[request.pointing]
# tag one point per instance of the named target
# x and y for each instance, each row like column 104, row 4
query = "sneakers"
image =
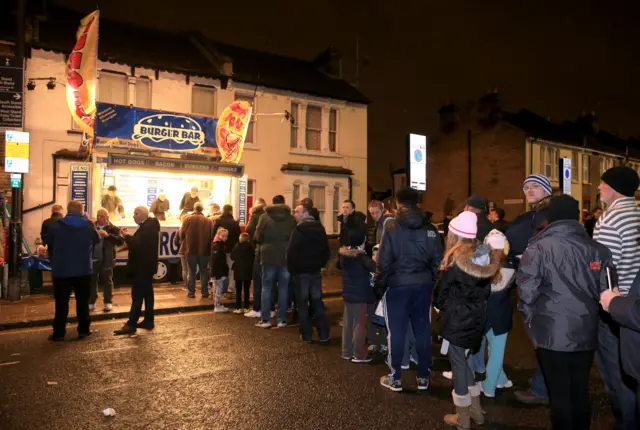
column 390, row 383
column 423, row 384
column 367, row 359
column 253, row 314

+ + + + +

WRITTEN INSTRUCTION: Copy the records above line for line, without the pictures.

OUTPUT BELOW:
[request.pointing]
# tag one point per instance of the named target
# x and y for each instance, each row like column 104, row 4
query = "sneakers"
image =
column 390, row 383
column 423, row 384
column 367, row 359
column 253, row 314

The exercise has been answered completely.